### Work to be completed
A word-for-word restatement of the whole listing is the expected answer.

### Extracted entries

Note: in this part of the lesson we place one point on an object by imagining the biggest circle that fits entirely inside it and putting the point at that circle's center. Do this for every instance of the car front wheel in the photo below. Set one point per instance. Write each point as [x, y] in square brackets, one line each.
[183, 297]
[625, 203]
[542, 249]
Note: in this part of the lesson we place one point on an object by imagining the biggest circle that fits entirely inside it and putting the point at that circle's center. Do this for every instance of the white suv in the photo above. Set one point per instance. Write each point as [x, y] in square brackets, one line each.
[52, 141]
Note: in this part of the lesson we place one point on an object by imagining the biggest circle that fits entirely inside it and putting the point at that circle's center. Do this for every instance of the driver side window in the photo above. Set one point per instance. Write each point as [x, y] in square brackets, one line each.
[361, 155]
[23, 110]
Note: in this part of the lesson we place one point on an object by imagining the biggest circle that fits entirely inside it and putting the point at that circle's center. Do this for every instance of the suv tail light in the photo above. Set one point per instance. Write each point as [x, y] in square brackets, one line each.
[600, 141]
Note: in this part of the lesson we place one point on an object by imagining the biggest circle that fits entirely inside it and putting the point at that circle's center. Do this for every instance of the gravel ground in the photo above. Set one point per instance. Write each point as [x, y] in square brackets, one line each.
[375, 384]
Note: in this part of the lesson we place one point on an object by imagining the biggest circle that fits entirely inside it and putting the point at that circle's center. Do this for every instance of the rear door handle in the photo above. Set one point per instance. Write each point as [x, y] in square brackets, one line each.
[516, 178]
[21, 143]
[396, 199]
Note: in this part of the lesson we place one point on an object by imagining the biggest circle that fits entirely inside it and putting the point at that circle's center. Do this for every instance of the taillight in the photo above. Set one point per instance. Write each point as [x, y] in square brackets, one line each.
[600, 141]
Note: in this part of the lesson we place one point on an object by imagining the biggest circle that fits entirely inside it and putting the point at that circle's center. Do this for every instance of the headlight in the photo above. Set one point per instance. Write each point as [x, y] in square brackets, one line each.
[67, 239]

### Solved problem
Note: in this part of the lesson we place one point on an object by imagining the biggest circle that fits entirely inside it and putting the point at that circle's center. Do this for every instance of the car front wheel in the photo below. Set one point per instance. Write each point as [x, y] in square brackets, one line each.
[183, 297]
[625, 203]
[542, 249]
Note: in this part of the lesson we place one point on an object by imagining the biggest circle that fits entirely inside it and putting the point at that circle's center. Do this for every instance of the white suv in the photo above. Set one point per instance. Write each point as [x, y] in square brackets, one line each.
[52, 141]
Note: in this part of the lesson we place one point on an object by imagining the biggest circle that fits entirely inside it and putting the point at that circle's center. Do this for every instance of the driver side window in the photo above. Set one point per instance. Write each point as [x, y] in square brackets, one line each.
[361, 155]
[23, 110]
Note: in this part of the lesson we place one point on an object by imagining the biggest circle that fits entirely inside it and putting the point at that circle's center. Do this for every instance of the suv tail light in the photo above. Set one point per instance. Write each point as [x, y] in square brackets, one line each.
[600, 141]
Note: in this part of the lesson we place one point on an object by imagining the biggest circle that fits entirely inside it and putting the point at that circle's center. Do this for every instance of the gravel ground in the photo above. Set one point per instance. Write each point as [x, y] in square brackets, one line each.
[375, 384]
Note: in this part of the lesson we place one point on an object by imagining the biggest circle that fits entirely inside it and putting the point at that circle's center. Do this for every instance of the rear door handle in the photo above. Set one point per instance. Write each point as [x, y] in square brackets, one line each.
[516, 178]
[21, 143]
[396, 199]
Note: in this part of the lesson we place one point on an object by imagining the biggest circle that fits entirely inside it and putting the point at that circle's center. Do this for every instance of the taillight in the photo above. Set one point per instance. Write each point as [x, y] in square brackets, one line each.
[600, 141]
Note: in this part of the lesson we place one point on an object by imagining the biggest circle that fits entirely inside it and putting the point at that circle's center. Do this for every instance of the headlight in the photo above. Set one point per instance. Write each point as [x, y] in square brackets, one line each.
[67, 239]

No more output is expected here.